Data entries

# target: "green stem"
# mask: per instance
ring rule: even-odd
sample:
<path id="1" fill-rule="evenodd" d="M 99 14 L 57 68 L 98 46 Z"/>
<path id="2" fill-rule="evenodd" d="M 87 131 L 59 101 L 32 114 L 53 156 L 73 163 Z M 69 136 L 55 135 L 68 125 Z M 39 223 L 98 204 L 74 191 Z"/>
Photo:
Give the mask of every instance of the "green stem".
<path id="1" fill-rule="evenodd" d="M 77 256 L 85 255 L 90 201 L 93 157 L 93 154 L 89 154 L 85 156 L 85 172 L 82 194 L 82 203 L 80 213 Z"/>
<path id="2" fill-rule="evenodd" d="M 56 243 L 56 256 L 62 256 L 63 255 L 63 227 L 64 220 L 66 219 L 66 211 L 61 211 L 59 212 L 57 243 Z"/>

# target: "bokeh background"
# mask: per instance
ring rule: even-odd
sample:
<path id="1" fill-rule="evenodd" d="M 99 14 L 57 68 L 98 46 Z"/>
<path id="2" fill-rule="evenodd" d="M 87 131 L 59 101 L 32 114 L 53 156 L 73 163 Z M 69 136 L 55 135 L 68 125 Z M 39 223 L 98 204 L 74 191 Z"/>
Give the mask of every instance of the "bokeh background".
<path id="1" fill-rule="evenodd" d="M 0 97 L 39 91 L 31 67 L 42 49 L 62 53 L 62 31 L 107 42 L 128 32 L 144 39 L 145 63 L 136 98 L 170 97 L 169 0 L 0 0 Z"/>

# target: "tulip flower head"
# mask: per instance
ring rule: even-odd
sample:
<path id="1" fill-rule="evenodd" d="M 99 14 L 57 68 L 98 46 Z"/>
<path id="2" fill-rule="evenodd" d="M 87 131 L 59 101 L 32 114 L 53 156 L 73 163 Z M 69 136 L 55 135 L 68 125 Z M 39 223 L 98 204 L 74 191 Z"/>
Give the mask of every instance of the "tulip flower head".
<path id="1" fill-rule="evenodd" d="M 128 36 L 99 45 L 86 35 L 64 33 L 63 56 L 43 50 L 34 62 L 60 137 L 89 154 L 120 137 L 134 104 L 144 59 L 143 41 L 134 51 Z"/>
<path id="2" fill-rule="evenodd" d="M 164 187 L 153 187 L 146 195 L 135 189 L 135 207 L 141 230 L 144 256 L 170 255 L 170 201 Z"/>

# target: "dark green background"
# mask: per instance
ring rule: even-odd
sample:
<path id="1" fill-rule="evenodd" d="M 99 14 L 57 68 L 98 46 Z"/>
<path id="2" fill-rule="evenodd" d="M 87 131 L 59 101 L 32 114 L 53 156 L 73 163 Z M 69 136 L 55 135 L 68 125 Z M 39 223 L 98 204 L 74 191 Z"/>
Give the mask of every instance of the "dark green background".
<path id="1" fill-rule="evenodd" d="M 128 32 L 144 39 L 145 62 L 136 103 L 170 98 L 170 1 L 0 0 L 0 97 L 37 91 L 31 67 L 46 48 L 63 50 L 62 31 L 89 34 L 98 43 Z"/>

*WHAT YOU ARE ASKED TO DO*. Reproduce all of the entries above line for line, without changing any character.

*TASK SOLUTION*.
# target: "green stem"
# mask: per instance
ring rule: even-odd
sample:
<path id="1" fill-rule="evenodd" d="M 99 14 L 57 68 L 98 46 Z"/>
<path id="2" fill-rule="evenodd" d="M 87 131 L 59 101 L 32 114 L 53 156 L 73 163 Z M 69 136 L 55 135 L 68 125 Z M 39 223 L 98 204 L 74 191 Z"/>
Photo:
Give the mask of every instance of the "green stem".
<path id="1" fill-rule="evenodd" d="M 77 256 L 85 255 L 90 201 L 93 157 L 93 154 L 89 154 L 85 156 L 85 172 L 82 194 L 82 203 L 80 213 Z"/>
<path id="2" fill-rule="evenodd" d="M 56 243 L 56 256 L 62 256 L 63 255 L 63 227 L 64 220 L 66 219 L 66 211 L 61 211 L 59 212 L 57 243 Z"/>

# target: "bokeh background"
# mask: per instance
ring rule: even-odd
sample:
<path id="1" fill-rule="evenodd" d="M 99 14 L 57 68 L 98 46 Z"/>
<path id="2" fill-rule="evenodd" d="M 87 131 L 59 101 L 32 114 L 53 156 L 73 163 Z M 69 136 L 55 135 L 68 125 Z M 39 223 L 98 204 L 74 191 Z"/>
Give the mask of every instance of the "bokeh background".
<path id="1" fill-rule="evenodd" d="M 0 97 L 39 91 L 31 67 L 42 49 L 62 53 L 62 31 L 107 42 L 128 32 L 144 39 L 145 63 L 136 98 L 170 97 L 169 0 L 0 0 Z"/>

# target: "tulip flower head"
# mask: per instance
ring rule: even-odd
sample:
<path id="1" fill-rule="evenodd" d="M 99 14 L 57 68 L 98 46 Z"/>
<path id="2" fill-rule="evenodd" d="M 87 131 L 59 101 L 32 114 L 53 156 L 73 163 Z M 69 136 L 55 135 L 68 125 Z M 39 223 L 98 204 L 74 191 Z"/>
Give the mask of every instance of the "tulip flower head".
<path id="1" fill-rule="evenodd" d="M 128 36 L 99 45 L 86 35 L 64 33 L 63 56 L 43 50 L 34 62 L 60 137 L 89 154 L 120 137 L 134 104 L 144 59 L 143 41 L 134 51 Z"/>
<path id="2" fill-rule="evenodd" d="M 164 187 L 153 187 L 146 195 L 135 189 L 135 207 L 141 230 L 144 256 L 170 255 L 170 201 Z"/>

# target: "dark green background"
# mask: per instance
ring rule: even-odd
sample:
<path id="1" fill-rule="evenodd" d="M 99 14 L 57 68 L 98 46 Z"/>
<path id="2" fill-rule="evenodd" d="M 87 131 L 59 101 L 32 114 L 53 156 L 73 163 Z M 69 136 L 55 135 L 68 125 Z M 39 223 L 98 204 L 74 191 Z"/>
Give the mask of every instance of the "dark green background".
<path id="1" fill-rule="evenodd" d="M 128 32 L 144 39 L 145 62 L 136 103 L 170 98 L 170 1 L 0 0 L 0 97 L 37 91 L 31 67 L 46 48 L 63 50 L 62 31 L 89 34 L 98 43 Z"/>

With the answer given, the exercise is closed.